Written request
Write out exactly the lines below that run from the line containing "of the doorway" through the last line of the records.

Record list
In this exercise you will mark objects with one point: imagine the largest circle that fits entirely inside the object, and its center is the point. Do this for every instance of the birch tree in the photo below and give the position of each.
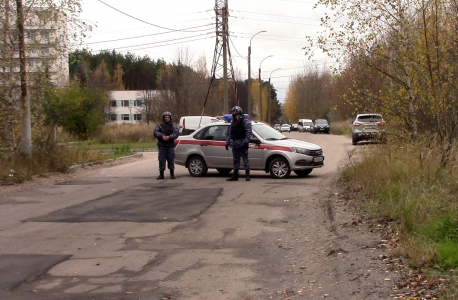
(31, 30)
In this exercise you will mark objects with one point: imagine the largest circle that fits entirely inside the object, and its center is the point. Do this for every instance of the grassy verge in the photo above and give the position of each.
(97, 145)
(405, 183)
(17, 169)
(65, 151)
(340, 128)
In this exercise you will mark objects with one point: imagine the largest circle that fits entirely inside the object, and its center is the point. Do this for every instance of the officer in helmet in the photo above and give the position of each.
(239, 139)
(166, 134)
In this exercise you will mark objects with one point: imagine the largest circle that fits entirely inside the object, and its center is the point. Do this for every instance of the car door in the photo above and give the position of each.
(255, 154)
(212, 143)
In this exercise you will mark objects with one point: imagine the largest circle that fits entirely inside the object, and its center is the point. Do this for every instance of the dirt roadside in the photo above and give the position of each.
(86, 171)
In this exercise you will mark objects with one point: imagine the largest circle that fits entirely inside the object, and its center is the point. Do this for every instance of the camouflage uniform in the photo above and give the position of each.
(166, 148)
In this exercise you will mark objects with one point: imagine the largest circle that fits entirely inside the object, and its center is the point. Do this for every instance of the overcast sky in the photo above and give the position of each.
(286, 22)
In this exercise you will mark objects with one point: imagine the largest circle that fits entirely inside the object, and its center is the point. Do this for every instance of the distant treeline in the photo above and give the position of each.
(139, 73)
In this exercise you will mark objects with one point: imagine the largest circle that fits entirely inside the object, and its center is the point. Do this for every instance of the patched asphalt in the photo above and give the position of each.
(153, 203)
(16, 269)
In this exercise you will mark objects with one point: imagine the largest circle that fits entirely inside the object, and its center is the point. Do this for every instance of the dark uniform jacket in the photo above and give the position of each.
(239, 133)
(166, 129)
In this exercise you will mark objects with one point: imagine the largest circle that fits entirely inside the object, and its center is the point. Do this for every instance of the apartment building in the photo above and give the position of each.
(46, 45)
(131, 106)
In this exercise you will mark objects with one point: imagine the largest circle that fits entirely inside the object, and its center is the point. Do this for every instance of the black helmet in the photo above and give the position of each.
(167, 113)
(237, 110)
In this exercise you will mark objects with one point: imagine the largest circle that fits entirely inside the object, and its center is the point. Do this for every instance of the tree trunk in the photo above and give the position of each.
(26, 128)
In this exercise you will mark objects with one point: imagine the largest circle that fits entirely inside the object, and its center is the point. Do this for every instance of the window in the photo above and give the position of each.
(44, 35)
(138, 102)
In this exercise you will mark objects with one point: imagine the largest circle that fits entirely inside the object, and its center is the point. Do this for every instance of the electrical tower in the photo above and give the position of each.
(222, 60)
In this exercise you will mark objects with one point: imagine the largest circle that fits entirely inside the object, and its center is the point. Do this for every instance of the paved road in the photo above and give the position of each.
(118, 233)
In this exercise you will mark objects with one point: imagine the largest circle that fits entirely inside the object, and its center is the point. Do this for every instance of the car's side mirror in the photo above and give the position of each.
(255, 141)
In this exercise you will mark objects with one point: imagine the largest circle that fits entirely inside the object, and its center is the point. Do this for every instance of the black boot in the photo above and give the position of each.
(234, 177)
(161, 175)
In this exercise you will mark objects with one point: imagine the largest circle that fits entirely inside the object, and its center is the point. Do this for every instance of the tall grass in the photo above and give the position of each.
(125, 133)
(341, 127)
(17, 169)
(57, 154)
(406, 183)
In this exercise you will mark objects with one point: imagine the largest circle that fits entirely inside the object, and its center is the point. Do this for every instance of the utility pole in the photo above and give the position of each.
(260, 94)
(222, 52)
(270, 98)
(26, 128)
(249, 72)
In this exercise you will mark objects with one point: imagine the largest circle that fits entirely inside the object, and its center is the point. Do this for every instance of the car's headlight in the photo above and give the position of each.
(300, 150)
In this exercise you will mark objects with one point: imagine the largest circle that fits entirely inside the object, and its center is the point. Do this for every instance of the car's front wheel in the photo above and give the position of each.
(303, 173)
(223, 171)
(354, 140)
(279, 168)
(197, 166)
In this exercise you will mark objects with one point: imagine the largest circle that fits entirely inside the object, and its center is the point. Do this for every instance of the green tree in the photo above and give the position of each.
(80, 110)
(408, 49)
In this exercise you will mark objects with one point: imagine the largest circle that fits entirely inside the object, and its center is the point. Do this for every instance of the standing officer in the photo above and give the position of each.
(166, 134)
(239, 139)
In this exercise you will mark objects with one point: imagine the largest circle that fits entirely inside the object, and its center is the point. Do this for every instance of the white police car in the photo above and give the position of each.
(269, 151)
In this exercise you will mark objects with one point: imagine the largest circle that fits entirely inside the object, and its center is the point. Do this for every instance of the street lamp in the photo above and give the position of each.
(249, 73)
(270, 98)
(260, 94)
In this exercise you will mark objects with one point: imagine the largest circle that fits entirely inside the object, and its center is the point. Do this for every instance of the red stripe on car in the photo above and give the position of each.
(202, 142)
(271, 147)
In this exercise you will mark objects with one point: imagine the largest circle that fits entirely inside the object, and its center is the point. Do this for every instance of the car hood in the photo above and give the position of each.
(294, 143)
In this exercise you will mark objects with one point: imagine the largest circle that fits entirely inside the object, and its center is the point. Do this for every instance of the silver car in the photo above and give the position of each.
(367, 127)
(269, 151)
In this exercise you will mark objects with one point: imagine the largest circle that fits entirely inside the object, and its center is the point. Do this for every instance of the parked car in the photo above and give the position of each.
(189, 124)
(307, 125)
(294, 127)
(367, 127)
(285, 127)
(321, 125)
(269, 151)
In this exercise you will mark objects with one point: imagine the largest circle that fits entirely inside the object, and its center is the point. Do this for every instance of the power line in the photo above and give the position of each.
(135, 37)
(283, 22)
(177, 39)
(167, 44)
(140, 19)
(289, 17)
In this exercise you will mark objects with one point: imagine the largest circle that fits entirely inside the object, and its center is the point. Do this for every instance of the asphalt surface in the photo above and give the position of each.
(115, 232)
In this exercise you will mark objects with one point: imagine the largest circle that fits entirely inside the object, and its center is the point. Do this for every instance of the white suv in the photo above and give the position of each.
(269, 151)
(367, 127)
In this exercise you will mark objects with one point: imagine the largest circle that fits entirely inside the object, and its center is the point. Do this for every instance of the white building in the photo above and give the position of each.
(46, 45)
(131, 106)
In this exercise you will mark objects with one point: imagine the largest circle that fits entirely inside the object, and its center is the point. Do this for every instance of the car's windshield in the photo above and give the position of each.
(268, 133)
(370, 118)
(321, 122)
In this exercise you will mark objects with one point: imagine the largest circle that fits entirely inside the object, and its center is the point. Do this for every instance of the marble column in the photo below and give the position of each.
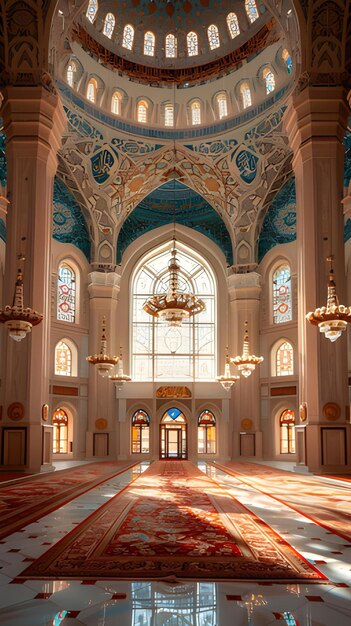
(103, 291)
(244, 299)
(316, 122)
(34, 121)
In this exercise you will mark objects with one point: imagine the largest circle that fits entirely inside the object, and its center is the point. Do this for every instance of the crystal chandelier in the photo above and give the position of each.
(104, 361)
(333, 318)
(247, 362)
(19, 319)
(227, 381)
(175, 305)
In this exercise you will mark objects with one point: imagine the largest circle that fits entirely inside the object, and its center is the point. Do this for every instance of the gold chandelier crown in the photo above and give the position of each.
(247, 362)
(332, 319)
(175, 305)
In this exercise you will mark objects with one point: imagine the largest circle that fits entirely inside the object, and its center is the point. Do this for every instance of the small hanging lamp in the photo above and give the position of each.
(104, 361)
(247, 362)
(332, 319)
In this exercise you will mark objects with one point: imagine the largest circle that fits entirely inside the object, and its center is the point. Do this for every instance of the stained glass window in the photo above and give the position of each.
(171, 46)
(169, 115)
(282, 300)
(269, 79)
(284, 360)
(66, 294)
(213, 37)
(116, 103)
(142, 112)
(222, 107)
(140, 432)
(196, 113)
(287, 432)
(206, 433)
(63, 359)
(71, 68)
(149, 43)
(109, 25)
(91, 90)
(233, 25)
(92, 10)
(245, 95)
(192, 44)
(60, 432)
(251, 10)
(128, 37)
(162, 352)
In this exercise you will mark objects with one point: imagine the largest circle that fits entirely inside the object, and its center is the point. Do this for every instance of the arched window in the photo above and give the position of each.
(213, 37)
(169, 114)
(222, 108)
(245, 92)
(142, 111)
(284, 360)
(162, 352)
(233, 25)
(140, 432)
(195, 112)
(92, 10)
(109, 25)
(60, 432)
(63, 359)
(206, 433)
(66, 294)
(92, 90)
(128, 37)
(287, 432)
(282, 300)
(171, 46)
(149, 44)
(251, 10)
(192, 44)
(116, 103)
(287, 60)
(269, 80)
(71, 68)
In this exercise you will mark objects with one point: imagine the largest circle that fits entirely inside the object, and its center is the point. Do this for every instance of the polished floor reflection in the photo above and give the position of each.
(170, 603)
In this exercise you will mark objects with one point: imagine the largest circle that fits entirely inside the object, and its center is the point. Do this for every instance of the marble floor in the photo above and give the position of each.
(118, 603)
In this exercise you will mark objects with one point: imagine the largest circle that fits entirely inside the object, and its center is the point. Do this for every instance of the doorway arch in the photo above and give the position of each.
(173, 435)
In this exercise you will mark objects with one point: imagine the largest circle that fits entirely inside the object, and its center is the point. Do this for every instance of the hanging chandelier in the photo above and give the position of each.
(104, 361)
(175, 305)
(247, 362)
(18, 319)
(332, 319)
(227, 381)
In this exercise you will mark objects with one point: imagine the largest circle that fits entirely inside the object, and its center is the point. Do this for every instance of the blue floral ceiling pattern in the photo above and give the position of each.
(190, 210)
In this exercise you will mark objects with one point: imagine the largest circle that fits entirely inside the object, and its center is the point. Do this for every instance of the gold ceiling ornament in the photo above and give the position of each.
(120, 377)
(246, 363)
(227, 381)
(332, 319)
(104, 361)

Answer
In this exercise you will mark objects with one point: imagine the largest circle that fits entirely inside the object, and its center is the point. Do this for every instance of the doorway arch in the photo above and give the position of each.
(173, 435)
In this exercise you will mark objects with one point: imagine the largest circle that fits entirely inside the object, and its center is the point. Do this for every instance of the hanging chandelier in the photo above and give the position of each.
(104, 361)
(175, 305)
(247, 362)
(18, 319)
(332, 319)
(227, 381)
In this exercise you will mark objects with one point: imagine the largest circle that fits entirely inside the object, and its center is the point. Do this for every instance of the blue floral ceiling pattern in the photo above and give the position of each.
(190, 210)
In this exercise you will mark objects with one point: imagine the largest circle that fits entirely inside the object, and its center is the point. Do this for every instance of the gold ceiling ornament in the photo above and give the position of each.
(120, 377)
(246, 363)
(227, 381)
(332, 319)
(104, 361)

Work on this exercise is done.